__TEKS__.
Pendekatan Teologi Berkemajuan: Memahami Iman
Tawaran teologi dari Prof. Dr. Haedar Nashir disebutkan di seminar internasional Universitas Ahmad Dahlan Yogyakarta adalah teoantroposentrisme, teologi inilah yang disebut dengan teologi berkemajuan. Bagi penulis, dalam surah al-baqarah ayat 1-5 pantas dikaji lebih dalam untuk mencapai kebahagiaan yang utuh dalam berkehidupan. Penulis mencoba memahami 5 ayat ini dengan pendekatan teologi yang berbeda, yaitu teologi berkemajuan atau teologi Muhammadiyah, karena sejalan dengan kerangka berfikir teoantroposentris.
Hal ini pun, penulis berasumni sejalan dengan rumusan teologis Muhammadiyah yang dikedepankan Amien Rais, yaitu ada 5 (lima) dasar/acuan yang saling berhubungan, yaitu (1) Unity of Godheit yang merupakan implementasi dari kalimat syahadat. Konsekuensinya, yaitu (2) unity of creation atau kesatuan penciptaan alam tanpa batas dan (3) unity of mankind atau kesatuan kemanusiaan. (4) Unity of Guidance atau kesatuan dalam hidayah yang berkonsekuensi pada (5) unity of truths atau penyatuan kebenaran yang bersumber pada al-Qur’an dan Sunnah.

__SOAL LATIHAN__.
a) Sebutkan lima dasar rumusan teologis Muhammadiyah yang dikedepankan Amien Rais menurut teks tentang teologi berkemajuan di atas.
b) Tuliskan kembali tanpa perubahan bagian teks tentang teologi berkemajuan di atas, mulai dari "Pendekatan Teologi Berkemajuan: Memahami" terus ke bawah sampai "kerangka berfikir teoantroposentris.".

__DATA YANG DIBERIKAN__.
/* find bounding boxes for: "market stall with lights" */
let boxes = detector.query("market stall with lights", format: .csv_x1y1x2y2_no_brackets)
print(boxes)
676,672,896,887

__KUNCI JAWABAN__.
a)
1. Unity of Godheit, yang merupakan implementasi dari kalimat syahadat
2. Unity of creation atau kesatuan penciptaan alam tanpa batas
3. Unity of mankind atau kesatuan kemanusiaan
4. Unity of Guidance atau kesatuan dalam hidayah
5. Unity of truths atau penyatuan kebenaran yang bersumber pada al-Qur’an dan Sunnah

b)
Pendekatan Teologi Berkemajuan: Memahami Iman
Tawaran teologi dari Prof. Dr. Haedar Nashir disebutkan di seminar internasional Universitas Ahmad Dahlan Yogyakarta adalah teoantroposentrisme, teologi inilah yang disebut dengan teologi berkemajuan. Bagi penulis, dalam surah al-baqarah ayat 1-5 pantas dikaji lebih dalam untuk mencapai kebahagiaan yang utuh dalam berkehidupan. Penulis mencoba memahami 5 ayat ini dengan pendekatan teologi yang berbeda, yaitu teologi berkemajuan atau teologi Muhammadiyah, karena sejalan dengan kerangka berfikir teoantroposentris.